--- Text ---
- - - - -

Anyway, from what I hear the current Pimax hardware (at the top) is pretty great, but the software isn't exactly plug and play. It seems like they have a bit of work to do software side if they want to make foviated rendering successful in a year (or maybe Steam VR has an upcoming announcement about that and everyone has just done a great job keeping the cat in the bag). Anyway, it could be a very exciting year in VR, if all the rumors and promises pan out.
 
Reactions: salgado18

TJ Hooker

Champion
Ambassador
It's actually MUCH HIGHER than 6k. They also show at the end with the "one more thing" the headset includes a 6000PPI FRD display for the center region of the display. That area is extremely high resolution.
No, what they're calling 12K has only half the number of pixels of what would actually be 12K (although no 12K displays exist yet AFAIK). They're listing the number of sub-pixels (RGB, 3 sub pixels per pixel) rather than pixels for some reason though.

- - - - -

--- Records provided ---
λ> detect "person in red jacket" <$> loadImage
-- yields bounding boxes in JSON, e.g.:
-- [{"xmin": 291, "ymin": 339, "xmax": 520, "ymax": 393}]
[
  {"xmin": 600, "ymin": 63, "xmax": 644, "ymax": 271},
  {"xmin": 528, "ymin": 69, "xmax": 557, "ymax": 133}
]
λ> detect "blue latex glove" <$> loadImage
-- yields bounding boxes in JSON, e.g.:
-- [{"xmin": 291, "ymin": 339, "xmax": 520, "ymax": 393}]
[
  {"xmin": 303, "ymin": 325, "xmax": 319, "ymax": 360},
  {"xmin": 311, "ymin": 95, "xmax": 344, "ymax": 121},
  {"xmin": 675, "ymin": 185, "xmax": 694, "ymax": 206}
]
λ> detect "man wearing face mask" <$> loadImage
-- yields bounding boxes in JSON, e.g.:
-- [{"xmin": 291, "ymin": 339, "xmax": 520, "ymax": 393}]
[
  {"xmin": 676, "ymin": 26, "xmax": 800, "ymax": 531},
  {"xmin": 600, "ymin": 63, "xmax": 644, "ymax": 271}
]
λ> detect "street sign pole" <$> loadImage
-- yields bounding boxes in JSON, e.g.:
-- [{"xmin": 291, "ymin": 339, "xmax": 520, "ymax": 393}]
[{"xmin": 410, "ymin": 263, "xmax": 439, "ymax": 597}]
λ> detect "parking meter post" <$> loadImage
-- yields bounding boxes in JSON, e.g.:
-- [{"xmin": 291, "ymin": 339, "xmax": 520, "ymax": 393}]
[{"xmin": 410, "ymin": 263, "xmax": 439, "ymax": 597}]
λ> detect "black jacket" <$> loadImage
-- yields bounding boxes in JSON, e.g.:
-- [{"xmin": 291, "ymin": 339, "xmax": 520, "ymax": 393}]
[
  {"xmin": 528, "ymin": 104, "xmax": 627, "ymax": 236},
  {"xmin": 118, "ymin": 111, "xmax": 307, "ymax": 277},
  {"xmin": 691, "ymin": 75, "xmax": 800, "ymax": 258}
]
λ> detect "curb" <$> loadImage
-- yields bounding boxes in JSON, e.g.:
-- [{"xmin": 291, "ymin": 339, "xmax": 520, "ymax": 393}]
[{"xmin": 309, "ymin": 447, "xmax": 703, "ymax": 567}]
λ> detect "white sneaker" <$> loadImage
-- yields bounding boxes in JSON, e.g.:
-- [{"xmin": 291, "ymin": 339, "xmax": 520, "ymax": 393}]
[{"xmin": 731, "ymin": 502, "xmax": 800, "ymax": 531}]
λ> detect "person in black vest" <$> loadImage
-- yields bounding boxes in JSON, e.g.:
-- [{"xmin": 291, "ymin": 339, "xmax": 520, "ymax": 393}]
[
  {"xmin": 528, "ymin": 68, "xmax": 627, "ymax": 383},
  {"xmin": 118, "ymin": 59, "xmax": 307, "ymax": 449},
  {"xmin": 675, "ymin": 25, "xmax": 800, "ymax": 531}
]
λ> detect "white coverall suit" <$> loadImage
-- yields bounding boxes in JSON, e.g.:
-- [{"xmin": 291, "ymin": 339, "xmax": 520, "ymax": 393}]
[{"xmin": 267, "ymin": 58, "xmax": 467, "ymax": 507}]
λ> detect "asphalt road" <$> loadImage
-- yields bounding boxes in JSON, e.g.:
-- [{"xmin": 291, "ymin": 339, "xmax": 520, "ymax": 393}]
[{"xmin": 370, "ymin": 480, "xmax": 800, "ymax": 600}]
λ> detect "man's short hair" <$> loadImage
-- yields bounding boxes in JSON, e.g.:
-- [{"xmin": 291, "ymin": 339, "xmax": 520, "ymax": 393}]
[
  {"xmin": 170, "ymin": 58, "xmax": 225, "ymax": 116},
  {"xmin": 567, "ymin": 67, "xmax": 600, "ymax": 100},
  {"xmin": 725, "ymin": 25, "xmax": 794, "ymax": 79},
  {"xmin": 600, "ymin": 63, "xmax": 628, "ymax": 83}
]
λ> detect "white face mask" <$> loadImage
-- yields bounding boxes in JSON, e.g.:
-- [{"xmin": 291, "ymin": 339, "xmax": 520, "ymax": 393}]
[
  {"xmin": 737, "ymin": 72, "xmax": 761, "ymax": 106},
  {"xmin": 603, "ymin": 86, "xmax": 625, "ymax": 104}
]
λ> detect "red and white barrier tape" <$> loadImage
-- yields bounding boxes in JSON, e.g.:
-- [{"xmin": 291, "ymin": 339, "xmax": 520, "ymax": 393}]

- - - - -

--- Problems ---
(1) Say whether each statement agrees with the Pimax discussion, answering yes or no and quoting the words that decide it.
(a) The Pimax software is described as plug and play.
(b) The headset includes a 6000PPI FRD display for the center region.
(c) What is being called 12K has only half the pixels of actual 12K.
(2) Answer these questions from the Pimax discussion:
(a) Which platform might have an upcoming announcement?
(b) Which part of the display has the 6000PPI FRD display?
(c) How many sub-pixels make up one pixel?
(3) Carry on the Pimax discussion from its last sentence.

--- Answers provided ---
(1)
(a) No: "the software isn't exactly plug and play"
(b) Yes: "the headset includes a 6000PPI FRD display for the center region of the display"
(c) Yes: "what they're calling 12K has only half the number of pixels of what would actually be 12K"

(2)
(a) Steam VR
(b) The center region
(c) Three (RGB)

(3)
Real 12K should have four times the pixels/sub pixels as 6K. Pixmax "12K" only has double the amount.
 
Last edited:
Reactions: peachpuff

computerguy72

Distinguished
Sep 22, 2011
188
0
18,690
1
No, what they're calling 12K has only half the number of pixels of what would actually be 12K (although no 12K displays exist yet AFAIK). They're listing the number of sub-pixels (RGB, 3 sub pixels per pixel) rather than pixels for some reason though.

Real 12K should have four times the pixels/sub pixels as 6K. Pixmax "12K" only has double the amount.
No, at the end they have a section called "one more thing" where they show the center of the screen is close to 6000ppi and 70ppd using a high resolution projector for the center of the screen. So you are incorrect.
 

TJ Hooker

Champion
Ambassador
No, at the end they have a section called "one more thing" where they show the center of the screen is close to 6000ppi and 70ppd using a high resolution projector for the center of the screen. So you are incorrect.
I don't see any of that in this article, could you provide a link to what you're referring to? Either way, pixel density (PPI/PPD) and pixel count are two different things.

According to Pixmax's own slide (3rd image in this article), their "12K" headset has 120.4M sub pixels. A real 12K display would have 4x the sub pixels of a 6K display, so ~244M.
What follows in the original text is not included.